[Point-based annotation data]
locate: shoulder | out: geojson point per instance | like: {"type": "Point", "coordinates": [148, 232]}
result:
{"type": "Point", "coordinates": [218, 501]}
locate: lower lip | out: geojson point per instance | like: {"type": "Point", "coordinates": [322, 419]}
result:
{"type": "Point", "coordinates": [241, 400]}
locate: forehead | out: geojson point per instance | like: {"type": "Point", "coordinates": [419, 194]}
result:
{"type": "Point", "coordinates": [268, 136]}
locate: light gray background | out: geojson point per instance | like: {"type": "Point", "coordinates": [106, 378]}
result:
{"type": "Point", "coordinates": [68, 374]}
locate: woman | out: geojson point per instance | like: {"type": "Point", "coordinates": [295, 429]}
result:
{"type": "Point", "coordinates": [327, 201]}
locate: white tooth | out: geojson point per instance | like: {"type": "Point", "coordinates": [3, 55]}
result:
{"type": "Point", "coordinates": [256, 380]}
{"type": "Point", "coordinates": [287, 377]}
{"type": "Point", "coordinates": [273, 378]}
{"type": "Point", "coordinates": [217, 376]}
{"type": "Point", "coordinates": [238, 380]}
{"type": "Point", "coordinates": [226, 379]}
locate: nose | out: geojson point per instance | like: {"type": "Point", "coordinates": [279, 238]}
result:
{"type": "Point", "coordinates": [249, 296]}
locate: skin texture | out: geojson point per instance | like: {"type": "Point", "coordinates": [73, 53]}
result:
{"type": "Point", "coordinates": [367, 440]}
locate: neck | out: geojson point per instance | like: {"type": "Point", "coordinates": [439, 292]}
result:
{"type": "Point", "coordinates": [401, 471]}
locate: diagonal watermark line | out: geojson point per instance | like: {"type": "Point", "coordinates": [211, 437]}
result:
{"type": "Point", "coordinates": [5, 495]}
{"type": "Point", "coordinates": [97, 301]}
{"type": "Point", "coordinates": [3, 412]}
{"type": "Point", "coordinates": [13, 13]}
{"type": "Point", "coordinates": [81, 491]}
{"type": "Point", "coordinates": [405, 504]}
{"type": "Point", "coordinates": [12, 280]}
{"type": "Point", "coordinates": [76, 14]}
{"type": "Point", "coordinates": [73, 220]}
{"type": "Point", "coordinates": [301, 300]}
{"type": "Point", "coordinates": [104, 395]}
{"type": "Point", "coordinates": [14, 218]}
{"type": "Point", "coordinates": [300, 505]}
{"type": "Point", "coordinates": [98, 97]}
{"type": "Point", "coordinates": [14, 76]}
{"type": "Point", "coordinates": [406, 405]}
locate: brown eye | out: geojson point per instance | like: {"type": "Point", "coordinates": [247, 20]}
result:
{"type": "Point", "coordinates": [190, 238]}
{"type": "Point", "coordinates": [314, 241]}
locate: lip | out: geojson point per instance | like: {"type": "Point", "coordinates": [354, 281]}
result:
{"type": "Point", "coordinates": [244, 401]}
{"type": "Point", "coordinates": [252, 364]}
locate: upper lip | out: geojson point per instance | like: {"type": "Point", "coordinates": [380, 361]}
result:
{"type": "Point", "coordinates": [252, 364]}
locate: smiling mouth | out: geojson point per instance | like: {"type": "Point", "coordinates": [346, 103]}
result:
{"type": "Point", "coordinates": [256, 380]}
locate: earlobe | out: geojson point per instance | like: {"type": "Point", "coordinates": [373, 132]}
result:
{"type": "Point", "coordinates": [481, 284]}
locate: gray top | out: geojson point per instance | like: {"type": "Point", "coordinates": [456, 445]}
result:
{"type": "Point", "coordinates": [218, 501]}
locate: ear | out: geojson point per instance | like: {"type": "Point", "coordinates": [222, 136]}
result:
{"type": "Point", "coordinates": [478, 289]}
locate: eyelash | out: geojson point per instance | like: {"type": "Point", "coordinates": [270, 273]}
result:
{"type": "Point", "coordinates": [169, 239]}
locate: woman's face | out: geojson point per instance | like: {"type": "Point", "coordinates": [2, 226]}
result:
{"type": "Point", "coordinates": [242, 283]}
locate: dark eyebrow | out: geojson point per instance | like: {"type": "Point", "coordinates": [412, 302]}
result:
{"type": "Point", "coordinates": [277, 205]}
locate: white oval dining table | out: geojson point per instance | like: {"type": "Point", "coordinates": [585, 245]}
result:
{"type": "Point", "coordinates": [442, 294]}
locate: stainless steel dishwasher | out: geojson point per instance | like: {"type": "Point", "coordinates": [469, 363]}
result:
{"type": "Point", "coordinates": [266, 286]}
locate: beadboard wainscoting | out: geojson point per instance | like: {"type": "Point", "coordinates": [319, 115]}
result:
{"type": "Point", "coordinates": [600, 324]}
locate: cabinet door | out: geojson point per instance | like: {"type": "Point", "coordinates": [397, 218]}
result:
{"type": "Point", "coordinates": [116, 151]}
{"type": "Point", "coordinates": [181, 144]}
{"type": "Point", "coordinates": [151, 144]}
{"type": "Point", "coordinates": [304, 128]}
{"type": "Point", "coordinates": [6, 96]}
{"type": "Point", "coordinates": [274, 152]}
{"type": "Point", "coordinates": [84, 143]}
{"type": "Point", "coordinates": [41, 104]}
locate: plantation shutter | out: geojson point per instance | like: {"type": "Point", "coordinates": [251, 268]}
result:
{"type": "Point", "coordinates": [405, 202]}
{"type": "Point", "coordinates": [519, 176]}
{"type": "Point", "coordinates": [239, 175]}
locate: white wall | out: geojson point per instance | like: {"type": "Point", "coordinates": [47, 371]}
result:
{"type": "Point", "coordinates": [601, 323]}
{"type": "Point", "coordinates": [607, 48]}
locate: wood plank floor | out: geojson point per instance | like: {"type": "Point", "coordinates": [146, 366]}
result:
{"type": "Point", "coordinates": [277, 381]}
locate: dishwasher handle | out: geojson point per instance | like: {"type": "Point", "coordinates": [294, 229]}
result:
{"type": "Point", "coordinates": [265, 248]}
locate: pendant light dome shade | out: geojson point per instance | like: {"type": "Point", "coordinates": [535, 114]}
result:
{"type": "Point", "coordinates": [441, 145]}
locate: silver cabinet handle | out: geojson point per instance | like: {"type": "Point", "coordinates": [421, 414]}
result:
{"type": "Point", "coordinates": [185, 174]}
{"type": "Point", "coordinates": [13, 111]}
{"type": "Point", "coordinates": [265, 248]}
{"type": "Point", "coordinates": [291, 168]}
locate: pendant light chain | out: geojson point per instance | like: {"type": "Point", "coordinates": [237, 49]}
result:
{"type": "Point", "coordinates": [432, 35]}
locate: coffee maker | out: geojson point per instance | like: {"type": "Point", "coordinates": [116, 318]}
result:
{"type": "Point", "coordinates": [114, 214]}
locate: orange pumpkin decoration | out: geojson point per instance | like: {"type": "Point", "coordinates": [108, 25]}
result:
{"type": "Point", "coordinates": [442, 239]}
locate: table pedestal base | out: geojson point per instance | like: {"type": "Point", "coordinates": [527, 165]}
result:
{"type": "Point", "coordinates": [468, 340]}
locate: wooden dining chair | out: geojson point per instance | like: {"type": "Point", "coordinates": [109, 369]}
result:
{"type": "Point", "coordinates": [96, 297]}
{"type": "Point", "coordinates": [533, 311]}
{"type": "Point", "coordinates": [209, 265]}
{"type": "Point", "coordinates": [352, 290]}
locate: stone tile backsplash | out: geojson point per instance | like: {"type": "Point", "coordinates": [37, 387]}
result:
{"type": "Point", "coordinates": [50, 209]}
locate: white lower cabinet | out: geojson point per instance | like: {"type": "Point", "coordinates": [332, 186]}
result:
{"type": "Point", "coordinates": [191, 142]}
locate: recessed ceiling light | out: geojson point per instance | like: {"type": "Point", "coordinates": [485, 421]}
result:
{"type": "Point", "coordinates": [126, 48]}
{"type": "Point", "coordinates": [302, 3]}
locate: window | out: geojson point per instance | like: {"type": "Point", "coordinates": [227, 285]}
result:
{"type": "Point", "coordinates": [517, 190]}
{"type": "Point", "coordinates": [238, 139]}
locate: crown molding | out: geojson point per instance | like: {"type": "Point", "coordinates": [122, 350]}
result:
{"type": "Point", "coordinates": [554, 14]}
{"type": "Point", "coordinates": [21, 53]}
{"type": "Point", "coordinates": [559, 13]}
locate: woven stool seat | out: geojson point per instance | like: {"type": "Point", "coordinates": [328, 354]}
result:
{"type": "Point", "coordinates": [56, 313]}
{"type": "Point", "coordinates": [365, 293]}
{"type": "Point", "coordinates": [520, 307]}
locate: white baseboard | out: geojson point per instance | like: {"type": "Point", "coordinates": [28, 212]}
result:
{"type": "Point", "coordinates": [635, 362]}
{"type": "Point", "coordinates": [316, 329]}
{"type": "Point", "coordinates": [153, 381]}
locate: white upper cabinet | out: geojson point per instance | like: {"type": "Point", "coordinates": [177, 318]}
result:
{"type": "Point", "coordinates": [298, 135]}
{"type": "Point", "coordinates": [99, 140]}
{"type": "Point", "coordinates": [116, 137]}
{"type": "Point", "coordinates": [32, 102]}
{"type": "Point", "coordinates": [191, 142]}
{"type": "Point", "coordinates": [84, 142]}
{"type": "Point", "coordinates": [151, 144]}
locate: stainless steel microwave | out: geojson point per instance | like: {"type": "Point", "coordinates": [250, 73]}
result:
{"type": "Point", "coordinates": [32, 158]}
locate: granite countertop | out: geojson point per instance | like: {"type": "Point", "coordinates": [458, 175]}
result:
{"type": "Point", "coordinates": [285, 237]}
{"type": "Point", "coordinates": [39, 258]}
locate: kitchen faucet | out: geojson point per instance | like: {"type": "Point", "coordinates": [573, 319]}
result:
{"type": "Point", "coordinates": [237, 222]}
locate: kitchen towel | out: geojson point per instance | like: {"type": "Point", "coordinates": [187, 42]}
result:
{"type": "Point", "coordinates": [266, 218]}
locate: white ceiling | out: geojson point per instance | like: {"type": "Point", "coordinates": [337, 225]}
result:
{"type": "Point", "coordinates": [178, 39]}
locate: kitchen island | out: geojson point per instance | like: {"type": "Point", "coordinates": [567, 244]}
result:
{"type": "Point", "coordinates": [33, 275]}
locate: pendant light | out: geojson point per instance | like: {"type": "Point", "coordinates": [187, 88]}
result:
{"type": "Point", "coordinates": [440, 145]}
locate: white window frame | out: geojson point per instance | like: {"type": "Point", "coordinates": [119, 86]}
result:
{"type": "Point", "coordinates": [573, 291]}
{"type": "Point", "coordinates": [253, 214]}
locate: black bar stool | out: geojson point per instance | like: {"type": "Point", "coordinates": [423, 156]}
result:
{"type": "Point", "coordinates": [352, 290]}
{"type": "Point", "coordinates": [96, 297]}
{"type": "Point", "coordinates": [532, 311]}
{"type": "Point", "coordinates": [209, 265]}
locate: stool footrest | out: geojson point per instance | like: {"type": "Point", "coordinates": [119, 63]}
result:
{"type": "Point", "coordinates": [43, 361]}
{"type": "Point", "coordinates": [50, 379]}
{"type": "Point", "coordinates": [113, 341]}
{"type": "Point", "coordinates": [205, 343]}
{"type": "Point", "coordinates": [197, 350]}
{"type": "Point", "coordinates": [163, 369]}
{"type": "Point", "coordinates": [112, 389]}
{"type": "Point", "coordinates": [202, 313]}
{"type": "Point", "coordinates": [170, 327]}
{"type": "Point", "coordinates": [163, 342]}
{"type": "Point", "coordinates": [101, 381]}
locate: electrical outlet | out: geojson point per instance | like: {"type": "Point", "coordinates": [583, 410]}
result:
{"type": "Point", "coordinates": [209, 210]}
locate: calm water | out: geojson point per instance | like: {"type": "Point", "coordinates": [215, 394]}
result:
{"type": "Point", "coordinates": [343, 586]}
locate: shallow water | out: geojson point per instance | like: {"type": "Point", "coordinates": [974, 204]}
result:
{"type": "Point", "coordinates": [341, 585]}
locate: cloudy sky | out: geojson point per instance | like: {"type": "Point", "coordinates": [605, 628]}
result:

- DIRECTIONS -
Please quote nothing but the lines from the line with "locate: electrical outlet" through the end of the data above, exactly as written, ends included.

- ANSWER TO THIS EXERCISE -
locate: electrical outlet | out: geojson point per instance | like: {"type": "Point", "coordinates": [583, 410]}
result:
{"type": "Point", "coordinates": [209, 210]}
locate: calm water | out: geojson point per instance | like: {"type": "Point", "coordinates": [215, 394]}
result:
{"type": "Point", "coordinates": [343, 586]}
locate: shallow water | out: geojson point per instance | like: {"type": "Point", "coordinates": [974, 204]}
result:
{"type": "Point", "coordinates": [341, 585]}
locate: cloudy sky | out: geojson point per instance | like: {"type": "Point", "coordinates": [605, 628]}
result:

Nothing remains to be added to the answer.